------ RECORDS SUPPLIED ------
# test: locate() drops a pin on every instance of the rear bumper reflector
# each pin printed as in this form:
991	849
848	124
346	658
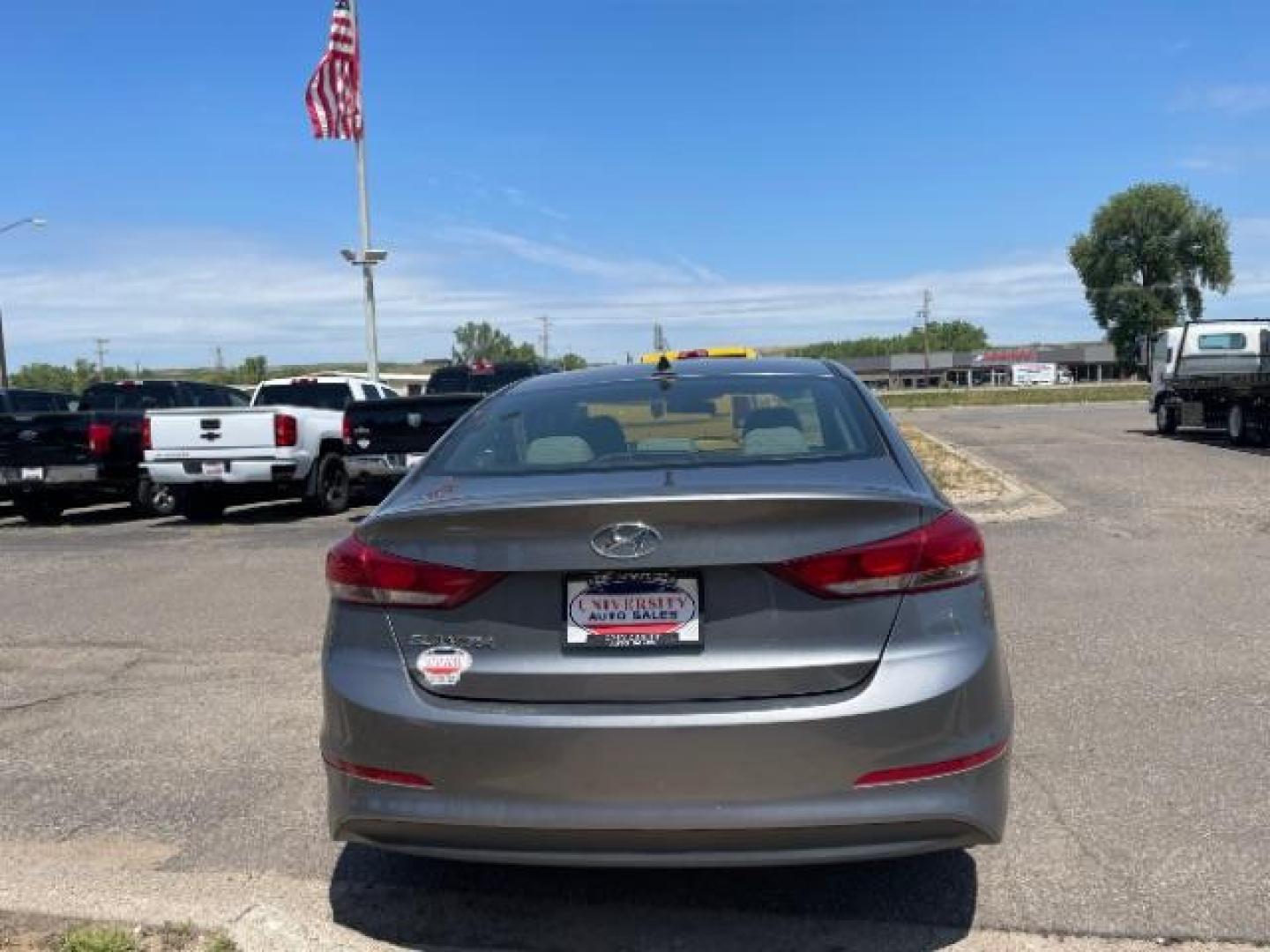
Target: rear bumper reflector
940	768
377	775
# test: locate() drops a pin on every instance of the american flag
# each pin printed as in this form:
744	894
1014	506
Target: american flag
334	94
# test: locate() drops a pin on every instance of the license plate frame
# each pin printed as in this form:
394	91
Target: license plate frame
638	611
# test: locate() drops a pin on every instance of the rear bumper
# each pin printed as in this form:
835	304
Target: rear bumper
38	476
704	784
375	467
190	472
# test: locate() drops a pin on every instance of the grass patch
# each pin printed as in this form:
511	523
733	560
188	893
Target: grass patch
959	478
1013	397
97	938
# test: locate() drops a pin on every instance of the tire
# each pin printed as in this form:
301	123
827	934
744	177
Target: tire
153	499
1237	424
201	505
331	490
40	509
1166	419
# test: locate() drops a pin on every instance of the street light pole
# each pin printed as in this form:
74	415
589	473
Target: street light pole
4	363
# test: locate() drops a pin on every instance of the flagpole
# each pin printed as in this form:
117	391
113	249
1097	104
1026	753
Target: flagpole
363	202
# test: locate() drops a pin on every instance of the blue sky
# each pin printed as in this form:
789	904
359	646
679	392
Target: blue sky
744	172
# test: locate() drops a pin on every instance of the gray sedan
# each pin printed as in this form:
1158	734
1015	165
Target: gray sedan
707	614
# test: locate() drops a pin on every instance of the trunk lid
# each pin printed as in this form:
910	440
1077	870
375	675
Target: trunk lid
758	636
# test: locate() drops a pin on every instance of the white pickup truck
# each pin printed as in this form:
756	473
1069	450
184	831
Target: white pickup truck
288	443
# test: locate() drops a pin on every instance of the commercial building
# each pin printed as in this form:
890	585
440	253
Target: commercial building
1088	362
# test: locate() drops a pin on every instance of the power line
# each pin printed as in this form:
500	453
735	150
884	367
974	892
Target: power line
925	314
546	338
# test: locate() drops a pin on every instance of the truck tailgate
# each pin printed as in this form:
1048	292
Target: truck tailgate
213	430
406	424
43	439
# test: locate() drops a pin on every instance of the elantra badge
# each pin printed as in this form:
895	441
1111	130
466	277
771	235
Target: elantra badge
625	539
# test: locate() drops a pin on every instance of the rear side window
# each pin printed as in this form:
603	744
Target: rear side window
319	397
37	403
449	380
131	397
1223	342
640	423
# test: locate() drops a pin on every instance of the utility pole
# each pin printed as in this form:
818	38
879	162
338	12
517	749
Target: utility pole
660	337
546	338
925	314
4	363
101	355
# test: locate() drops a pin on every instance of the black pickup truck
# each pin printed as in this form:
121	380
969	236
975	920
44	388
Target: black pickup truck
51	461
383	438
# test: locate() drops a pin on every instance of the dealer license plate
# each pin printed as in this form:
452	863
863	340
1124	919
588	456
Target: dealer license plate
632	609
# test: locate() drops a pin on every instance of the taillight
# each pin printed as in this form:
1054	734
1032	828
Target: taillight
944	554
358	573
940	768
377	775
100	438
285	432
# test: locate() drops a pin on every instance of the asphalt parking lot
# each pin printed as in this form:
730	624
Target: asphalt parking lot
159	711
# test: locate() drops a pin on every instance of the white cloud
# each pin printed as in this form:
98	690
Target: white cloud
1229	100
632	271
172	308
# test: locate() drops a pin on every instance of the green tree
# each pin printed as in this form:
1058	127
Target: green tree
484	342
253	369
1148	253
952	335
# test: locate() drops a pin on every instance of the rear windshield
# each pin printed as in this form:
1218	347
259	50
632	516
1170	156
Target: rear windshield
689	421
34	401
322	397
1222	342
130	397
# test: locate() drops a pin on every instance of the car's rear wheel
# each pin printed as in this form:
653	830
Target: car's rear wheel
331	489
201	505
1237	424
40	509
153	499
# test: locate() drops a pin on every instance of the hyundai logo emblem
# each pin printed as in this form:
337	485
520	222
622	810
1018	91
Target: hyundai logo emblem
------
Your job is to transcribe the entries above exactly; skip the pictures.

# test: locate() drops a pin on every instance of the rear bumper reflector
# each pin printed as in this form:
991	849
848	124
346	658
Target: rear bumper reflector
940	768
377	775
# test: locate() drops a pin on every instance of the american flag
# each pin printed as in this form:
744	894
1014	506
Target: american flag
334	94
# test: locate() drops a pin on every instance of the license plate frame
# each pin printed as in this form:
394	91
Target: license plate frame
638	611
# test: locate() drops a pin on every instance of the rear bumper
# each pin printed as in this form:
835	304
Target: rear bumper
38	476
704	784
375	467
190	472
# test: locate() drops a pin on every instance of the grass patch
# each pin printed as in this form:
511	523
733	560
188	893
Target: grass patch
959	478
1013	397
97	938
# test: locate() drops a pin on every instance of the tire
# each pin printed as in this form:
301	123
827	934
744	177
Target: tire
153	499
1237	424
201	505
331	490
40	509
1166	419
# test: locate() drops a pin on every instance of the street light pole
# each pin printed as in this form:
74	415
589	473
Target: street light pole
4	363
# test: locate() drops a pin on every instance of the flagpole
# each pin printed as in this form:
117	391
113	249
1097	104
1026	753
Target: flagpole
363	202
# test: locate() drops a pin on every instance of the blue sky
# each pin printed as in this form:
789	904
359	646
679	392
Target: blue sky
744	172
# test: locate() drops a pin on every instance of the gray sedan
# each pin printed as in this form:
1158	734
1015	165
Target: gray sedan
707	614
# test: locate() drops a pin on every instance of the trunk lid
# each pin printed as in this form:
910	440
1077	870
375	675
Target: trunk lid
758	636
# test: locate() drops a pin on every instance of the white pickup truck
# each pin printed as in this form:
756	473
1069	450
184	831
Target: white pickup truck
288	443
# test: locate() drops a pin on every instance of the commercial building
# each pin printed as in this form:
890	585
440	253
Target: commercial building
1088	362
# test: locate() drops a pin on every instance of the power line
# each pin printed as in this form:
500	453
735	150
884	367
974	892
Target: power line
925	314
546	338
# test: locate() drops a pin on every instance of the truck tailgate
# each pin printed as in this form:
1048	292
Target: truck tailgate
213	430
406	424
43	439
# test: locate() drops a pin on every instance of the elantra badge
# each pin printed as in this form:
895	441
1111	130
466	277
771	235
Target: elantra badge
625	539
# test: locate() drops a pin on every instance of the rear side window
# each pin printed as in this form:
603	744
Target: rear side window
319	397
37	403
449	380
131	397
1223	342
640	423
# test: locate() drops a pin on every instance of the utility pole
# each pin printed as in this form:
818	38
879	162
338	12
517	749
Target: utility pole
660	337
546	338
925	314
4	363
101	355
# test: locate() drops a pin on every instance of the black pickup truck
# each pin printed as in this form:
121	380
969	236
975	920
44	388
Target: black pickup truck
51	461
383	438
# test: locate() drops a pin on every instance of the dealer license plate
# each pin printed as in this form:
452	863
863	340
1124	919
588	456
Target: dealer license plate
632	609
# test: locate() drops a pin on every instance of the taillight
# each pin printed as in this form:
1054	734
1032	828
Target: taillight
944	554
358	573
940	768
377	775
100	438
285	432
# test: locate() drops a pin on every instance of the asphalt parking lot
# each pin printed as in this form:
730	624
Target: asphalt parking lot
159	711
# test: locate() drops a pin on every instance of the white cloud
# each pin printed as in this form:
98	690
Target: white cloud
1229	100
632	271
172	308
# test: locate() drops a pin on every instance of the green tree
# each pin printed as in this form:
1058	127
Target: green tree
484	342
253	369
1148	253
952	335
# test: locate() drops a pin on every instance of the rear windshield
# each pin printed as in this form:
1218	347
259	50
632	516
1170	156
Target: rear windshield
689	421
34	401
322	397
1222	342
130	397
# test: locate() drops a pin on every instance of the car's rear wheel
# each pin printed as in this form:
653	830
Target: car's rear wheel
331	489
201	505
1237	424
40	509
153	499
# test: locate() drops a pin on every instance of the hyundai logo emblem
# each pin printed as in this form:
337	485
520	222
622	810
1018	91
Target: hyundai logo emblem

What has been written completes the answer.